___ Provided records ___
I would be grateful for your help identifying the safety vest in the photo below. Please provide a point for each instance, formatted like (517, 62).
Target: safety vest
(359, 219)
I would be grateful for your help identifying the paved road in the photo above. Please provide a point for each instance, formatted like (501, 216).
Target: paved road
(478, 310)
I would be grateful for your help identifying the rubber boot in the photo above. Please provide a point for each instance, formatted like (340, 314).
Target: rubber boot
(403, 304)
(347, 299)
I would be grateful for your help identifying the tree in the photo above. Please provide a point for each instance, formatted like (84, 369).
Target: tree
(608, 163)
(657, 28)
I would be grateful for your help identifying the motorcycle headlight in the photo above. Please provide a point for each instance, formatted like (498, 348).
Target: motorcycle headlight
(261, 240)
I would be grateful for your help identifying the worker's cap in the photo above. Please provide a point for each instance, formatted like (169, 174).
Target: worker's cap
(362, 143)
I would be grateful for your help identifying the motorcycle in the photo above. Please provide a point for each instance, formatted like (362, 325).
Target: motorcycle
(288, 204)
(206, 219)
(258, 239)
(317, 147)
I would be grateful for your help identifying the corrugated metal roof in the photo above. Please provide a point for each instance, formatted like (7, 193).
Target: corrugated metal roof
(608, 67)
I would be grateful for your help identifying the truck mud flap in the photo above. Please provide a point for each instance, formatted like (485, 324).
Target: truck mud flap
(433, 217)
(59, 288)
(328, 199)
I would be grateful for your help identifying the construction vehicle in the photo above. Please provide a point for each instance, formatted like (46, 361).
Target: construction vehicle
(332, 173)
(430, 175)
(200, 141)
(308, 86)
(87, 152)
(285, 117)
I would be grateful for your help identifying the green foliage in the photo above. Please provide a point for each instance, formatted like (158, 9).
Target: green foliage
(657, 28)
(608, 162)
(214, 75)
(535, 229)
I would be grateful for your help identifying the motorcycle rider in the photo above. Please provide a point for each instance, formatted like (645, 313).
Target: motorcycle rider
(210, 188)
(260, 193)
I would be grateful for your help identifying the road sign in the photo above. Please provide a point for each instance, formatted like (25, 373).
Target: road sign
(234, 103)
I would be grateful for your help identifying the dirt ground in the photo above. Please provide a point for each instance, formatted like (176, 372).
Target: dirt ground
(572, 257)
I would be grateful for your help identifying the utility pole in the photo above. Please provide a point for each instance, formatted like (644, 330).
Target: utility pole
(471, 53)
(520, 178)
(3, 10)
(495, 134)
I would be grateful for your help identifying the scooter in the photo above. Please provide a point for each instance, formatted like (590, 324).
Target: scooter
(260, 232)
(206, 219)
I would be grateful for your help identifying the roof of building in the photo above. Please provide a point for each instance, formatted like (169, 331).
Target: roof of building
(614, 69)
___
Copy every one of the records above word for word.

I would be grateful for your help identifying the safety vest in the photo below. Please provide a point for each instance, formatted like (517, 62).
Target: safety vest
(359, 219)
I would be grateful for your help identifying the paved road in the photo above. Please provide a point for each instance, formatted like (501, 216).
Target: paved road
(478, 310)
I would be grateful for your help identifying the rubber boot in the photo above. Please provide a point for each instance, formatted like (340, 314).
Target: rubber boot
(403, 304)
(347, 299)
I would be grateful for your help identifying the tree in the photo above. Please provide a point for each instance, formatted like (84, 369).
Target: tree
(608, 163)
(657, 28)
I would be grateful for your help identifying the motorcycle headlight in the photo above. Please provide a point for each instance, formatted like (498, 348).
Target: motorcycle headlight
(261, 240)
I would be grateful for your help identifying the worker's cap in the photo above. Please provide a point for each instance, formatted like (169, 174).
Target: worker's cap
(362, 143)
I would be grateful for your help identifying the motorcycle in the photo above. Please provide a point for each instance, formatted like (362, 325).
Target: motorcycle
(288, 204)
(206, 219)
(258, 239)
(317, 147)
I would be grateful for your help identifying the corrugated metal roof in the photo above. Please provide a point for each instance, formatted like (7, 193).
Target: corrugated metal roof
(608, 67)
I would be grateful for your help identifying the truck mud flap in the photo above. Please provide a point for each instance, formatted like (485, 324).
Target: truck mud flap
(433, 217)
(59, 288)
(328, 199)
I would be grateful for your help identifying the construction vehicle in the photo above. Please provide a point for each instance, formatted like (46, 361).
Target: construction vehicle
(332, 173)
(430, 175)
(200, 141)
(308, 86)
(87, 152)
(285, 117)
I would be grateful for your help identifying the green foliage in the photo above. Please provide a point for each instance, formatted like (158, 9).
Target: green foliage
(657, 28)
(608, 162)
(214, 75)
(535, 229)
I would be grateful for your help identifying the motorcycle rider in the photo above. Please provide a point for each instance, formatted like (645, 313).
Target: motorcycle rider
(210, 188)
(260, 193)
I would be grateful for your help identifying the road sign in the photo above. Please provide a point for each instance, formatted like (25, 373).
Target: road sign
(234, 103)
I would be grateful for your help identifying the dirt ground in the photo above. Please provide a point for each instance, formatted like (176, 372).
Target: dirt ground
(572, 257)
I would be grateful for your help identifying the utility pole in the photo above. Please provide a point for each instance, formatted like (644, 330).
Target: utility pole
(471, 53)
(520, 178)
(3, 10)
(495, 134)
I would be grateful for your help identifying the scooter in the photo above. Please provide a point for each instance, formatted like (590, 324).
Target: scooter
(260, 232)
(206, 219)
I would be grateful for your help identifying the roof of building in the photo above. Please provide a point for each instance, formatted like (169, 331).
Target: roof of building
(614, 69)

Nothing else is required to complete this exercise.